DOCUMENT EXCERPT.
MAIN OUTCOME MEASURES
Obstructive coronary artery disease (≥ 50% diameter stenosis in at least one vessel found on catheter based coronary angiography). Multiple imputation accounted for missing predictors and outcomes, exploiting strong correlation between the two angiography procedures. Predictive models included a basic model (age, sex, symptoms, and setting), clinical model (basic model factors and diabetes, hypertension, dyslipidaemia, and smoking), and extended model (clinical model factors and use of the CT based coronary calcium score). We assessed discrimination (c statistic), calibration, and continuous net reclassification improvement by cross validation for the four largest low prevalence datasets separately and the smaller remaining low prevalence datasets combined.

RESULTS
We included 5677 patients (3283 men, 2394 women), of whom 1634 had obstructive coronary artery disease found on catheter based coronary angiography. All potential predictors were significantly associated with the presence of disease in univariable and multivariable analyses. The clinical model improved the prediction, compared with the basic model (cross validated c statistic improvement from 0.77 to 0.79, net reclassification improvement 35%); the coronary calcium score in the extended model was a major predictor (0.79 to 0.88, 102%). Calibration for low prevalence datasets was satisfactory.

CONCLUSIONS
Updated prediction models including age, sex, symptoms, and cardiovascular risk factors allow for accurate estimation of the pretest probability of coronary artery disease in low prevalence populations. Addition of coronary calcium scores to the prediction models improves the estimates.

Stored data entries:

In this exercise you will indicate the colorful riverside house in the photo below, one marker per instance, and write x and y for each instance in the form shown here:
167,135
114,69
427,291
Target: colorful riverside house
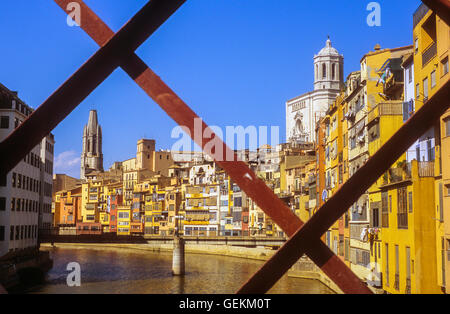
383,120
343,165
138,209
331,166
367,91
431,54
173,209
225,217
91,192
154,205
201,210
408,234
123,220
67,208
115,199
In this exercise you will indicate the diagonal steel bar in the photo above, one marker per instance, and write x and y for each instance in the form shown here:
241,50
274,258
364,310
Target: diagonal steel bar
349,193
91,74
441,7
238,171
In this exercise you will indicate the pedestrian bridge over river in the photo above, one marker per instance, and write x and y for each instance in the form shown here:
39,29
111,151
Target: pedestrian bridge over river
273,242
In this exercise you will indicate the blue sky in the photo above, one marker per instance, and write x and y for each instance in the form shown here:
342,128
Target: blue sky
235,62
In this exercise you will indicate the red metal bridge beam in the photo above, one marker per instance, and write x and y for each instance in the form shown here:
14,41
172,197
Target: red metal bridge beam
91,74
349,193
238,171
441,7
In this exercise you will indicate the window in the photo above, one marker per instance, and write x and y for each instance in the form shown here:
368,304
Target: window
390,203
445,66
402,215
425,89
2,204
447,126
410,204
397,283
384,210
433,79
4,122
3,180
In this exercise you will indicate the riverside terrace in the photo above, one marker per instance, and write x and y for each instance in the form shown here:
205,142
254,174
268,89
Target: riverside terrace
249,242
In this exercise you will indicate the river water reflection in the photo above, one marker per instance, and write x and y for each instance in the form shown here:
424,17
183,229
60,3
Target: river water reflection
125,271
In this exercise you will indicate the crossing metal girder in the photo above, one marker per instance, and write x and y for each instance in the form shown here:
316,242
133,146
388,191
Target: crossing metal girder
118,50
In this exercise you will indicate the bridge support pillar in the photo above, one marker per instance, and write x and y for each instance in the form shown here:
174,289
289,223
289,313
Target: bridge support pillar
178,256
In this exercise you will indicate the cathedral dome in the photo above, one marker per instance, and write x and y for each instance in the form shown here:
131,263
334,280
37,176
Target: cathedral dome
328,50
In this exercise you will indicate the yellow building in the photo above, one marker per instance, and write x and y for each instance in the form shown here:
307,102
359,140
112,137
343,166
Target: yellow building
408,234
431,52
123,220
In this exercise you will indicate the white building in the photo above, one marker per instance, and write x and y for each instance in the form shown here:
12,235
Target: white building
26,192
303,112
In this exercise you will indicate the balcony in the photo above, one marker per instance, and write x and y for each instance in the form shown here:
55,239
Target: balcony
391,108
402,220
397,282
408,286
426,169
399,174
429,53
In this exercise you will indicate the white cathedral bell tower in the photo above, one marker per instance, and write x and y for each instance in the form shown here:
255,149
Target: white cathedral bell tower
303,112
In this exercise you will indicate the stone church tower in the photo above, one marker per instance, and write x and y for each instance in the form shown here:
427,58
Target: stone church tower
303,112
91,156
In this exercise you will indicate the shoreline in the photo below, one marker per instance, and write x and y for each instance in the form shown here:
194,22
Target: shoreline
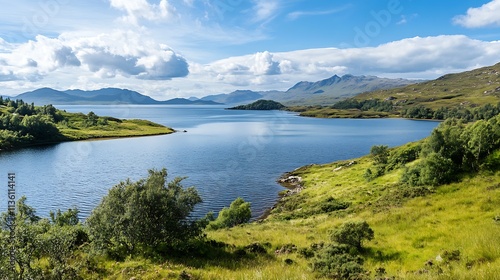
99,138
292,185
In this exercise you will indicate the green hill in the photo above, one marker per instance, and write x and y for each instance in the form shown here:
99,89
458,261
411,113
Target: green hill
23,124
467,89
260,105
452,95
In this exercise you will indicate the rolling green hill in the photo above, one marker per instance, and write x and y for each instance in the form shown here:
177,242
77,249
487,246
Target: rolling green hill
452,95
260,105
23,124
467,89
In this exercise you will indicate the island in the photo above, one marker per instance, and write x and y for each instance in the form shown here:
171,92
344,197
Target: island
23,124
260,105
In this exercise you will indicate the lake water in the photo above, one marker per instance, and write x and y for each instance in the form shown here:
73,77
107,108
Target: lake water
224,153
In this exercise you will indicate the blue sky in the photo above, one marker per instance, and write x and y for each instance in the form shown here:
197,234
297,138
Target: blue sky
182,48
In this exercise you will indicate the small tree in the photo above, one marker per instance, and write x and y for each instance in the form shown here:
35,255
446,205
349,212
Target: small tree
380,154
353,233
145,213
238,213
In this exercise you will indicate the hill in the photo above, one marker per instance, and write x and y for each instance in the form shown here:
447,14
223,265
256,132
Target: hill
454,95
260,105
45,96
467,89
327,91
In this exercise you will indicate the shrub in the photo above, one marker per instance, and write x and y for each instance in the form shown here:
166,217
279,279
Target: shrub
336,261
238,213
353,233
380,154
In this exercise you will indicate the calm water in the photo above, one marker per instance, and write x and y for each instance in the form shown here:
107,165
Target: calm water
225,154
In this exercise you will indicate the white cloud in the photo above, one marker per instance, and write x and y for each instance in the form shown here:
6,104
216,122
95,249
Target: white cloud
265,10
409,58
141,9
298,14
122,53
125,58
486,15
265,65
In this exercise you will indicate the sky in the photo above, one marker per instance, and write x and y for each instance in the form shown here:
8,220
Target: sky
183,48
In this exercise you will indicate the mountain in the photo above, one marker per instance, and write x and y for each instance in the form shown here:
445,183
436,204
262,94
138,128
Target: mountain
467,89
467,95
260,105
327,91
235,97
45,96
113,95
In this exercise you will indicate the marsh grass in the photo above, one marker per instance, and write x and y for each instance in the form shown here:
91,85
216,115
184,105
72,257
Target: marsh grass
410,232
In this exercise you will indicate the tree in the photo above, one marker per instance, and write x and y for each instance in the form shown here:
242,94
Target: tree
380,154
40,127
353,233
479,139
436,170
238,213
145,213
91,119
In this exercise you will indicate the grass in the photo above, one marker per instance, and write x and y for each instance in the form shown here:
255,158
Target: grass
462,90
408,232
75,129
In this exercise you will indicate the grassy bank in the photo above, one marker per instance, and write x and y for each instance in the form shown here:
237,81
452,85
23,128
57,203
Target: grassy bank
76,129
23,125
414,234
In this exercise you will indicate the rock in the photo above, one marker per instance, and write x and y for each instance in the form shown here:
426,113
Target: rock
291,180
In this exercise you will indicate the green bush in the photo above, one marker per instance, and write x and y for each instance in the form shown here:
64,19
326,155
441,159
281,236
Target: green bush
144,214
238,213
380,154
337,262
401,156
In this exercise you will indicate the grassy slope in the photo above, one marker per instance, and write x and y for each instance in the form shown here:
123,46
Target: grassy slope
115,128
408,232
458,216
467,89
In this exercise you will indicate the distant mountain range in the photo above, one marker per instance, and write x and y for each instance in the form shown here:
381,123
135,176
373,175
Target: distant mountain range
323,92
466,89
45,96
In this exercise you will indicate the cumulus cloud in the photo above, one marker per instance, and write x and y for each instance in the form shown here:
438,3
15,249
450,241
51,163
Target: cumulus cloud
298,14
265,9
142,9
122,53
486,15
409,58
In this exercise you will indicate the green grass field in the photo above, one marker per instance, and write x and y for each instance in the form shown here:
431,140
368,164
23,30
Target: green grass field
409,232
469,90
75,129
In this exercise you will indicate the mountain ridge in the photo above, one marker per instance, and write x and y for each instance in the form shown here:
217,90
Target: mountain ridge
326,91
45,96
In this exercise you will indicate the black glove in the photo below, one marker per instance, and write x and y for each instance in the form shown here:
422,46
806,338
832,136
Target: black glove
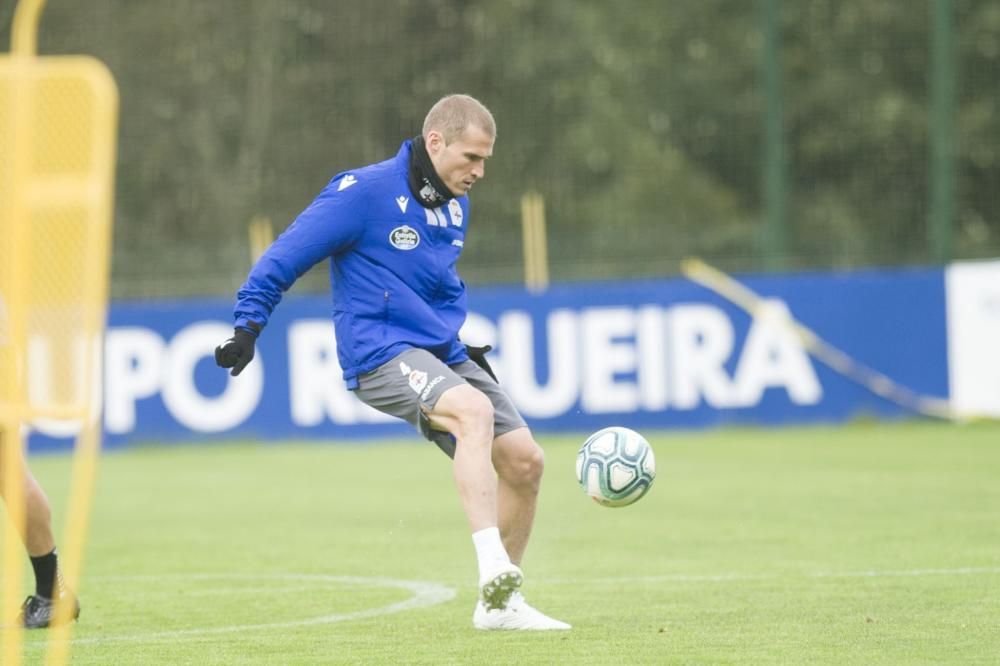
237,351
478,356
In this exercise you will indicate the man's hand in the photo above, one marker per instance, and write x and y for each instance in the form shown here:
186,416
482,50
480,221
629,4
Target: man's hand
237,351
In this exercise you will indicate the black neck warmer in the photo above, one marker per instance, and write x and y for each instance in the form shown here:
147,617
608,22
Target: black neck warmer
425,184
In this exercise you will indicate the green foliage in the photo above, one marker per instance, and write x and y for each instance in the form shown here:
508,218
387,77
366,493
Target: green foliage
862,545
640,122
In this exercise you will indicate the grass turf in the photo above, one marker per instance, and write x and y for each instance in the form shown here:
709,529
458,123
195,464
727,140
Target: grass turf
868,544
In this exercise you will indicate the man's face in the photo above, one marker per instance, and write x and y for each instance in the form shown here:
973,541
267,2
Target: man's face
463,161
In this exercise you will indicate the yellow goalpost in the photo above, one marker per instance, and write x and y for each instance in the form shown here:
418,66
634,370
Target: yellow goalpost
58,120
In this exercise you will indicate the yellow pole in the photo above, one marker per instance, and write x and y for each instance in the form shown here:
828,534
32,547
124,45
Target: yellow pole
24,33
536,255
261,236
23,44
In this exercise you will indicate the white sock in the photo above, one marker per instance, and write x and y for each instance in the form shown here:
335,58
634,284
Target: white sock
489,549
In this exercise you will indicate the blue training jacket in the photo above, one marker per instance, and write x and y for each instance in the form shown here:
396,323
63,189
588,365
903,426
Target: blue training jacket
392,267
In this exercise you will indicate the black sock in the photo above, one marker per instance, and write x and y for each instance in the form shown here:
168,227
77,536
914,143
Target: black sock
45,574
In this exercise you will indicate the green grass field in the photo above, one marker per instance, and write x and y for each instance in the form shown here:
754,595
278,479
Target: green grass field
873,544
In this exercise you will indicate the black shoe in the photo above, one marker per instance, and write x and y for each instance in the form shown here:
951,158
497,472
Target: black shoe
37,612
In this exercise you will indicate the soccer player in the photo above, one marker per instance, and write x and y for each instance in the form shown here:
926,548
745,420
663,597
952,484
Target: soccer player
393,232
37,610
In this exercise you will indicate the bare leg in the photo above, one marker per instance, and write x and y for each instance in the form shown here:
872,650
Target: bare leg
519,462
38,538
467,414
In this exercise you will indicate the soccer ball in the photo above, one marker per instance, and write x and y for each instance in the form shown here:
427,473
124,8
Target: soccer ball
615,466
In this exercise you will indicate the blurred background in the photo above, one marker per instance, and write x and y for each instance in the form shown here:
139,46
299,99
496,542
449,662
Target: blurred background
762,136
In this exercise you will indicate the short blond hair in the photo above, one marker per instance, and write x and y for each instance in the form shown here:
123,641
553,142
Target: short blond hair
453,114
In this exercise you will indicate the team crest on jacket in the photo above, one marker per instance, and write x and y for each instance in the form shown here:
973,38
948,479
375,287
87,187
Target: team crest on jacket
404,238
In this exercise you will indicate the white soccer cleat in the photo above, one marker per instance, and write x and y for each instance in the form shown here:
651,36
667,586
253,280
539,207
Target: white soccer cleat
517,616
496,586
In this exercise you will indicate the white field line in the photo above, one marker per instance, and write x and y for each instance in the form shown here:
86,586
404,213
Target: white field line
425,594
736,577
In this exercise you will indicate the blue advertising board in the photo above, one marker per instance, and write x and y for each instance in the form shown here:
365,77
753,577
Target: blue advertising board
649,354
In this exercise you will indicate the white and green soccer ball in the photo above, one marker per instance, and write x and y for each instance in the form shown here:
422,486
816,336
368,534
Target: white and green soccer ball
615,466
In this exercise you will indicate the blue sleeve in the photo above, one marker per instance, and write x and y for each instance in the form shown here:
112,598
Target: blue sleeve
331,224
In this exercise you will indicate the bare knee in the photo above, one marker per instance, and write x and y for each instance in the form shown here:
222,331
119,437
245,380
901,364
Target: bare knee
466,412
522,465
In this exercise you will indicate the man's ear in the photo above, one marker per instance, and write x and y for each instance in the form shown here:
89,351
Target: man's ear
434,141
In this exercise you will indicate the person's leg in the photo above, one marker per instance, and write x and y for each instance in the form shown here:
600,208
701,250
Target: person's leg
38,538
37,611
519,463
416,383
468,415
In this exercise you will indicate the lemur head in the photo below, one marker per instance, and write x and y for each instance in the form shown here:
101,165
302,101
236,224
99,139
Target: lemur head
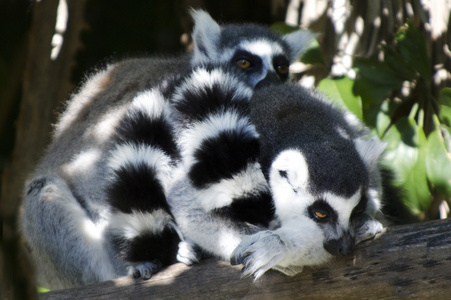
317,163
262,55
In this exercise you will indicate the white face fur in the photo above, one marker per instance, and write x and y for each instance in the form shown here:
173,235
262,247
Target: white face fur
262,59
289,180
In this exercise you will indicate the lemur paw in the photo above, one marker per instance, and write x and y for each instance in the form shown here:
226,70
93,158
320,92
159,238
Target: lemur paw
258,253
146,270
188,254
367,230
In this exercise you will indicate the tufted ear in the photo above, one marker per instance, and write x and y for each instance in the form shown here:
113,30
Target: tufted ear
205,35
370,150
298,41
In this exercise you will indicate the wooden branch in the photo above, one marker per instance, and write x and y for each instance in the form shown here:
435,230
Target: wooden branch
404,261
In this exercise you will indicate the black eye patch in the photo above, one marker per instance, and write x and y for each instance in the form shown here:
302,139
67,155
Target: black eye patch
281,65
322,212
254,60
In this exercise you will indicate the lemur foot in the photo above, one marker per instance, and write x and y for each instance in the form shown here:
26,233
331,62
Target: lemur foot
146,270
258,253
367,229
188,254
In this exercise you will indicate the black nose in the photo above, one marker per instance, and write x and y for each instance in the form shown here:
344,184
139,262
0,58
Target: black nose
342,246
270,78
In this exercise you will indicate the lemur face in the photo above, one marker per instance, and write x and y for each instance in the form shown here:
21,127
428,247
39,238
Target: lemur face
263,55
263,62
331,214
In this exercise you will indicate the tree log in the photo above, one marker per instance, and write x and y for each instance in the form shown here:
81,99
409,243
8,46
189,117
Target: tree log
408,261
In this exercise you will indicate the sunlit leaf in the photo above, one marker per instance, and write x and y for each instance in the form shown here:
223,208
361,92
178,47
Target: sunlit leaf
412,48
445,106
398,64
313,54
438,160
340,91
406,155
375,79
379,115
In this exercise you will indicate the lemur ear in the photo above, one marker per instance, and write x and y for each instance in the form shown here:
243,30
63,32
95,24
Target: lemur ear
298,41
370,150
205,35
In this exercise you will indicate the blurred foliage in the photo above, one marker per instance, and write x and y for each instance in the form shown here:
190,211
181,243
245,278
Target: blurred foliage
394,97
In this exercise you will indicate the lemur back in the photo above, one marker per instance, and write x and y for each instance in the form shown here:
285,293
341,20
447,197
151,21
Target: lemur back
96,206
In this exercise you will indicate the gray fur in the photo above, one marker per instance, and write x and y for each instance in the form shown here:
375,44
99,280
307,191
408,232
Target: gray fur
65,217
311,153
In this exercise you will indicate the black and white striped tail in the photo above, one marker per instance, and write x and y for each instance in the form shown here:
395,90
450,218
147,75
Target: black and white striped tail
219,146
141,164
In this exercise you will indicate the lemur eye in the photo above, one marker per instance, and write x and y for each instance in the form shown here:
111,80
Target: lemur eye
243,63
320,215
282,69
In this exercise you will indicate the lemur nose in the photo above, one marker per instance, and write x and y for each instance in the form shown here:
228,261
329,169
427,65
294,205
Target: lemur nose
343,246
270,78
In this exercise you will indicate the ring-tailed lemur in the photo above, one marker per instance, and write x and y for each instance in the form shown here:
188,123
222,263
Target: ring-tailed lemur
324,177
95,207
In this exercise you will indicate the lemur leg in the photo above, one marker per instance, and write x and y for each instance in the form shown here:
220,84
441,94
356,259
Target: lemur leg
66,244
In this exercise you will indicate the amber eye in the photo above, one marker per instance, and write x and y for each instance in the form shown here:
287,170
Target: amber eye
320,215
282,69
243,63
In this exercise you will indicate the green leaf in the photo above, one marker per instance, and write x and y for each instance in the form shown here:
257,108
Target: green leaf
313,54
406,155
340,91
438,160
445,106
379,116
412,48
398,64
375,79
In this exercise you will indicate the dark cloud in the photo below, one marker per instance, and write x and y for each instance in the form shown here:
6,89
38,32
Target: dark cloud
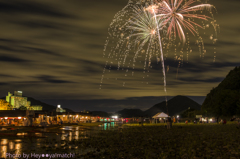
31,7
11,59
53,50
50,79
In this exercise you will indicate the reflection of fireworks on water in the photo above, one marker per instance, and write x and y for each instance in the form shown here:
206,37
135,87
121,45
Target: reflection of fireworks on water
134,30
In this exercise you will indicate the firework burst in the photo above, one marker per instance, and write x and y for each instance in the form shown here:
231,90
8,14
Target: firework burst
180,15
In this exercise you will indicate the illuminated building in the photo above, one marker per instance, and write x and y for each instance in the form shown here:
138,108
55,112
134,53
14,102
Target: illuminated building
59,109
17,100
36,107
4,105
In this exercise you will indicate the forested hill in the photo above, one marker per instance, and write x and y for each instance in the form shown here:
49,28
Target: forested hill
224,100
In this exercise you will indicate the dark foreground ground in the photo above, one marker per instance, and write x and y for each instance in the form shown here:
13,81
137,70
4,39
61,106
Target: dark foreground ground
132,141
151,141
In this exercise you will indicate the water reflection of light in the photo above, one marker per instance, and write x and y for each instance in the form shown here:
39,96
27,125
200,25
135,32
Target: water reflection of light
3,151
77,135
18,140
11,145
4,141
105,126
70,136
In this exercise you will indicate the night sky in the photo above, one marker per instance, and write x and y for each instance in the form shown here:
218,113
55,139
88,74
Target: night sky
53,52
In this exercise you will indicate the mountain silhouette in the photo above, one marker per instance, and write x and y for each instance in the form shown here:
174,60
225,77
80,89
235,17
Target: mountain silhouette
175,106
224,100
128,113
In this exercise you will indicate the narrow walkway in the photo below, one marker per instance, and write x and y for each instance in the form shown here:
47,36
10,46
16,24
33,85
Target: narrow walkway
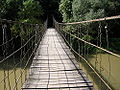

TASK TO COMPLETE.
Repeat word for word the portion of the coronary artery disease study summary that opens with the words "CONCLUSIONS" and closes with "improves the estimates.".

TASK OUTPUT.
CONCLUSIONS
Updated prediction models including age, sex, symptoms, and cardiovascular risk factors allow for accurate estimation of the pretest probability of coronary artery disease in low prevalence populations. Addition of coronary calcium scores to the prediction models improves the estimates.